<<<<

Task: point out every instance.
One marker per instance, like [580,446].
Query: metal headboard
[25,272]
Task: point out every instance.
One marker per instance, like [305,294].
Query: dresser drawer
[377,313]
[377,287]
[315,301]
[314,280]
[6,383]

>>>>

- _ACTIVITY_:
The answer should be the entries, given again without a single difference.

- _ANSWER SECTION_:
Task: point out every instance.
One marker per instance, like [580,446].
Query: metal headboard
[25,272]
Task: point out every instance.
One marker per instance, like [305,294].
Query: dresser drawer
[377,313]
[377,287]
[315,301]
[314,280]
[6,383]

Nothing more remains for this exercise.